• _Extract_

Minneapolis -- Target Corp. reported that its second quarter profit dropped 13% to $611 million in the quarter ended Aug. 3, down from $704 million a year earlier, amid start-up costs related to its entry into Canada. Total company profits, excluding start-up costs related to Canada, increased 6.1%. Similar to other retailers, the chain issued a muted annual profit forecast as it deals with a still uncertain economy and cautious consumers.



“For the balance of this year, our U.S. outlook envisions continued cautious spending by consumers in the face of ongoing household budget pressures,” said Target CEO, president and chairman Gregg Steinhafel. “In Canada, where we are only five months into our market launch, we continue to learn, adjust and refine operations in our existing stores as we prepare to open another 56 stores by year-end.”



Target opened its first Canadian stores in March, so sales from the locations were excluded from the key same-store sales figures. The company said $275 million in revenue came from Canada.



Total revenue reached $17.12 billion, up 2.4% from $16.45 billion in the quarter. Same-store sales were up 1.2%, below the 1.9% analysts had expected.



For the full year, Target now expects earnings per share to be at the low end of its previous guidance of $4.70 to $4.90. In May, the company trimmed its projections from the original outlook of $4.85 per share to $5.05, citing cautious shoppers.

(Stored records)
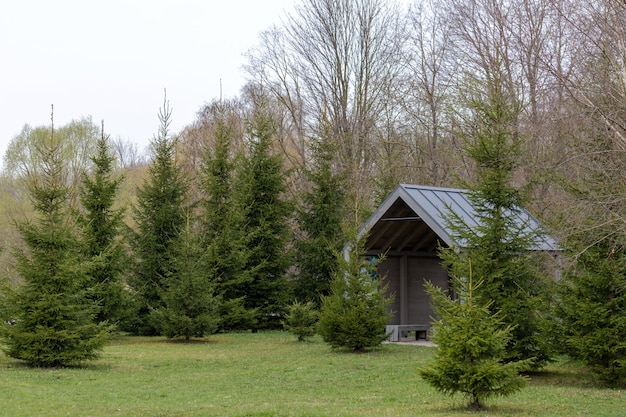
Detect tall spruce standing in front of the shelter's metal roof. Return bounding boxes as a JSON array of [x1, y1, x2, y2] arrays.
[[440, 79, 549, 367]]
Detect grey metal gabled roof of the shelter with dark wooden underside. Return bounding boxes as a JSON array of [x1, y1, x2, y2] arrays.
[[361, 184, 560, 253]]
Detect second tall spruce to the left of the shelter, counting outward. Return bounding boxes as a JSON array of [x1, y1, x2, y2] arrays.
[[235, 104, 291, 329]]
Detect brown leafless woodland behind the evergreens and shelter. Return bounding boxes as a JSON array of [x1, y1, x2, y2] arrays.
[[0, 0, 626, 380]]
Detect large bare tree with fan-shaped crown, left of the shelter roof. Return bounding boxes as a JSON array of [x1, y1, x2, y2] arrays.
[[248, 0, 402, 221]]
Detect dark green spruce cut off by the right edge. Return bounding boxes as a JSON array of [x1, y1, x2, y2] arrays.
[[554, 118, 626, 386]]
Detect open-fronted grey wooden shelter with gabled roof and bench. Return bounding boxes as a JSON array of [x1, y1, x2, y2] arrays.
[[360, 184, 558, 341]]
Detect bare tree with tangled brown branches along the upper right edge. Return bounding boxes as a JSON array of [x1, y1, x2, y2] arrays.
[[555, 0, 626, 240]]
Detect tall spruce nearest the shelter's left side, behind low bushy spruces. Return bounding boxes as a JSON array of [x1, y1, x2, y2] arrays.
[[294, 134, 347, 308]]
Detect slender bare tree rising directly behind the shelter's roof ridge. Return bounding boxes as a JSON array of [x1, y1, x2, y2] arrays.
[[399, 0, 458, 185]]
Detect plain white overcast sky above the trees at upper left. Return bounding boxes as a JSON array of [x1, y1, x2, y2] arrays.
[[0, 0, 296, 166]]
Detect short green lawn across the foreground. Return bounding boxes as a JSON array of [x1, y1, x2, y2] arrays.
[[0, 332, 626, 417]]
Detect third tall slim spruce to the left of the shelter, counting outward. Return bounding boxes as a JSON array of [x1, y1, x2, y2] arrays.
[[200, 105, 256, 330]]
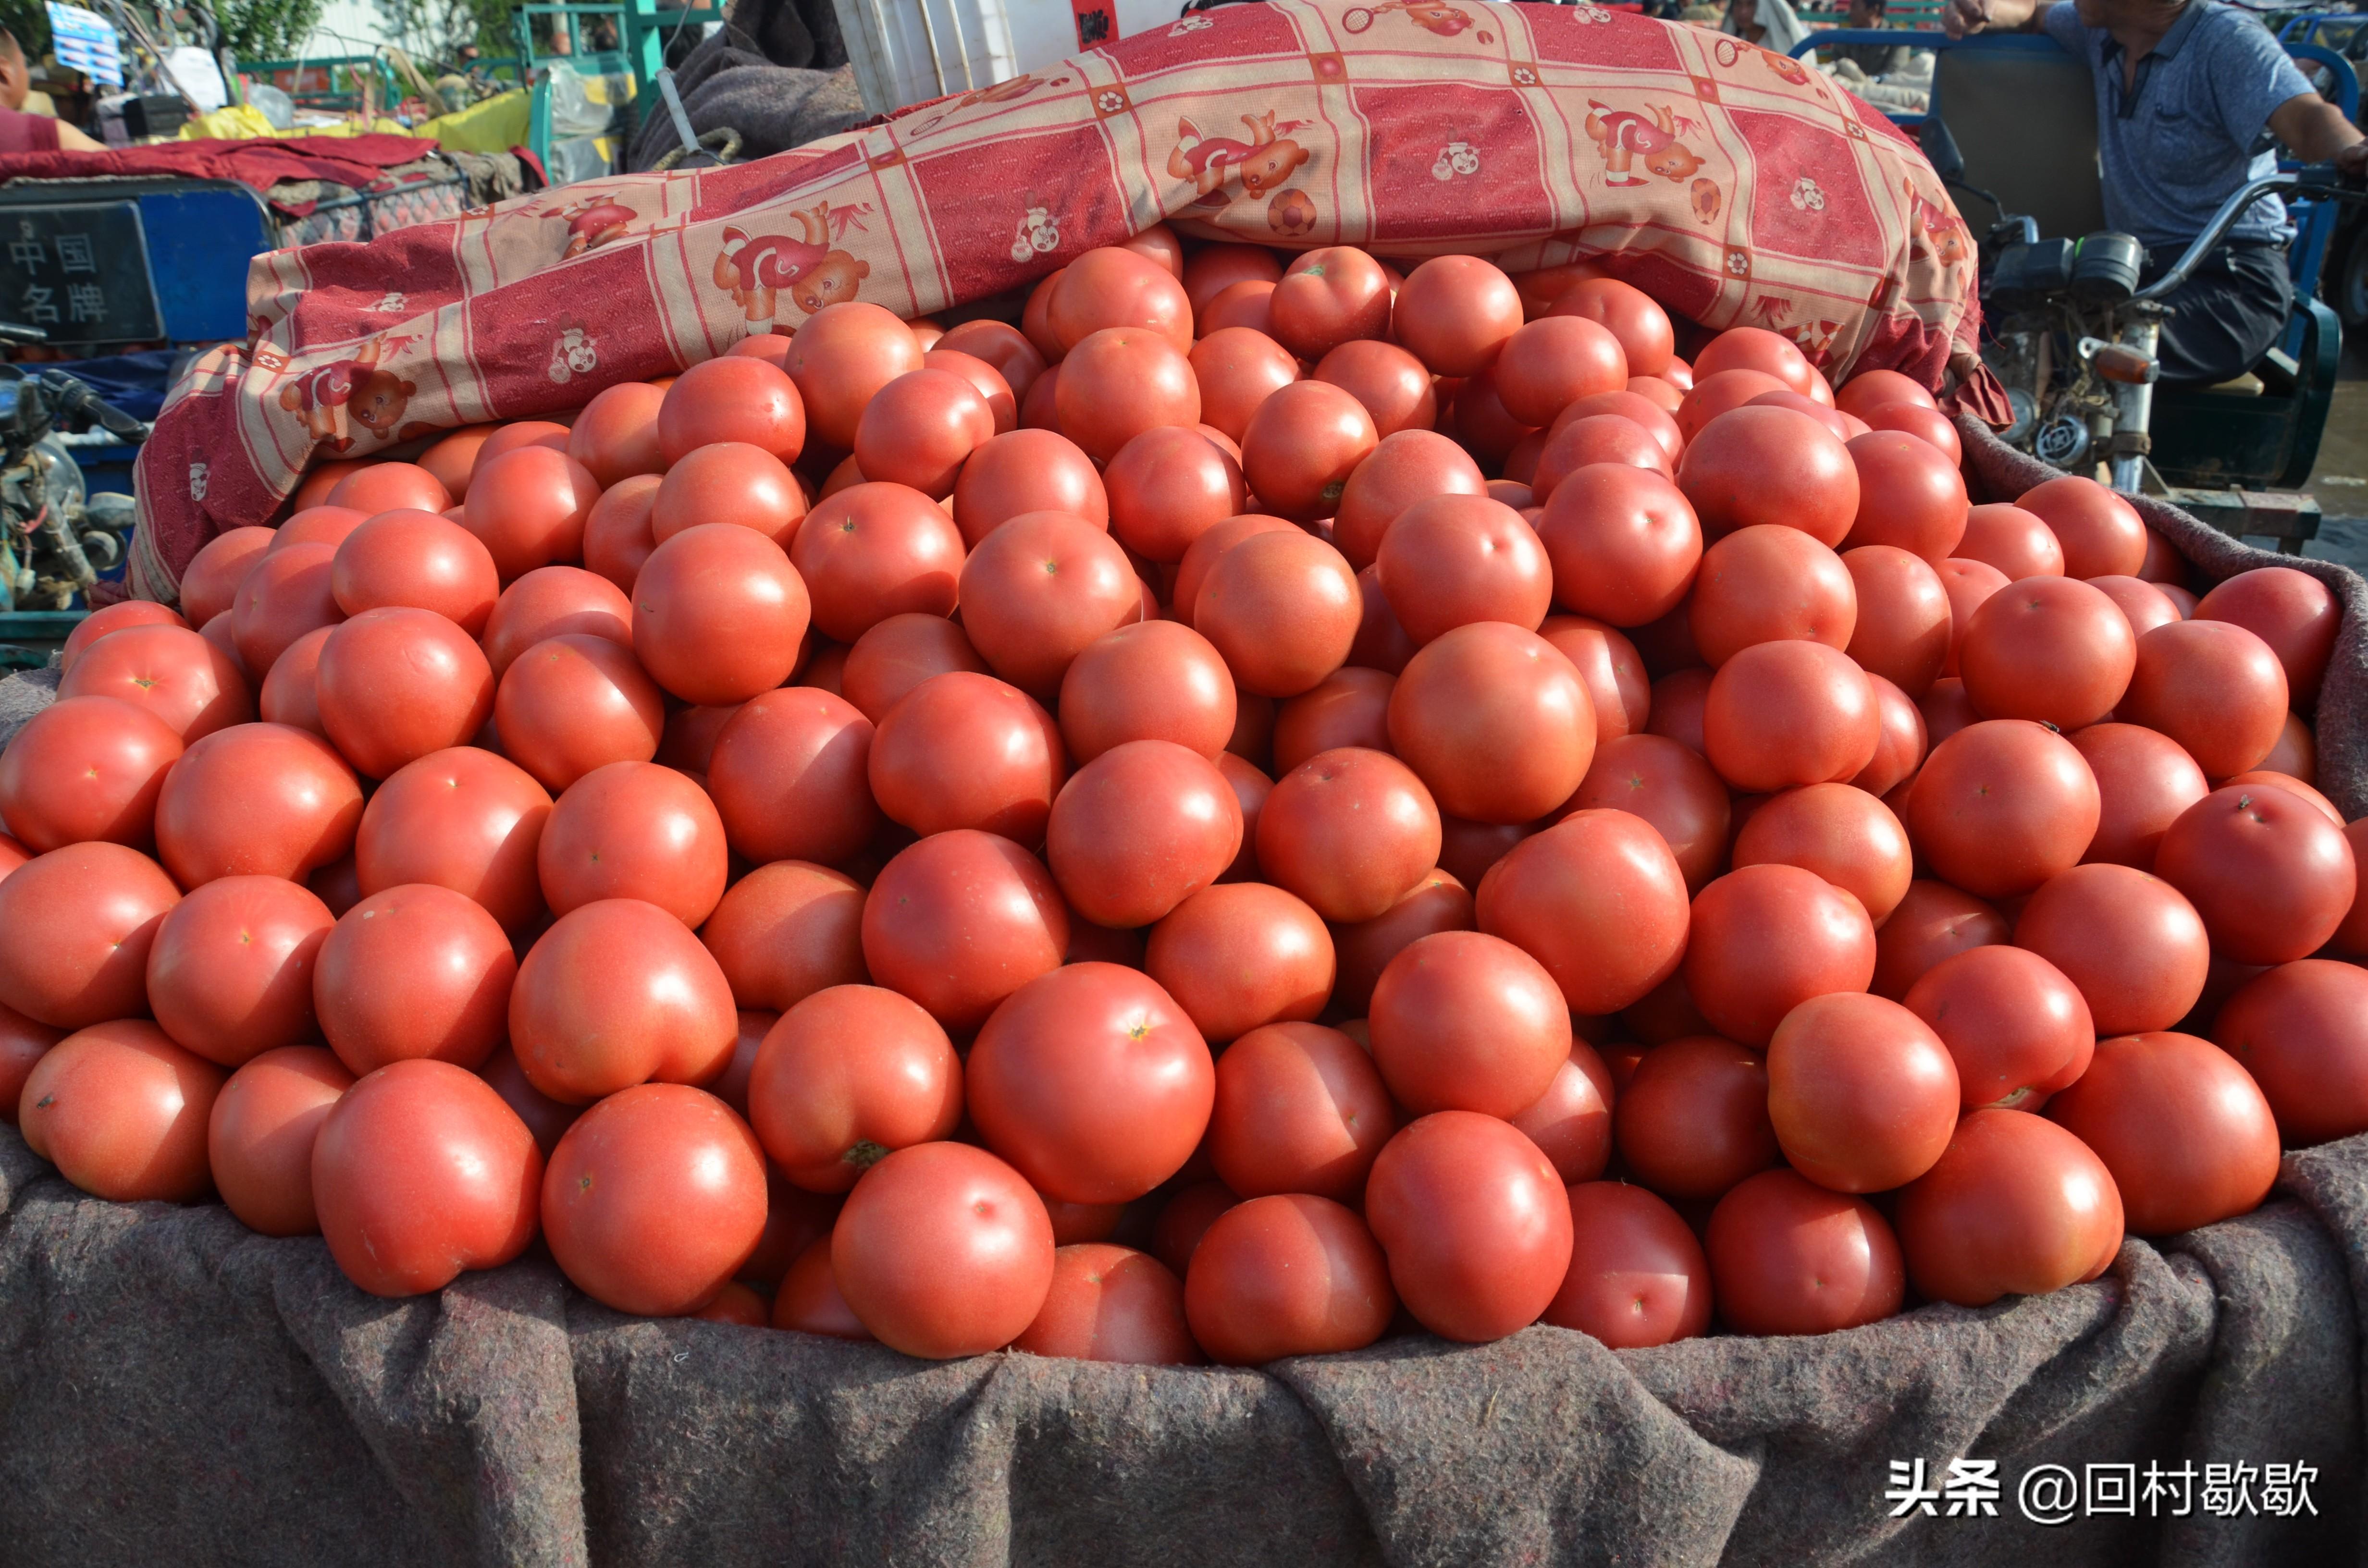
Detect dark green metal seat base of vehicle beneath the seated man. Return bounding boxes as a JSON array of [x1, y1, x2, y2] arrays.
[[2148, 296, 2344, 490]]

• _To do_
According to the Target earnings report, how much revenue came from Canada?

• _Output_
$275 million.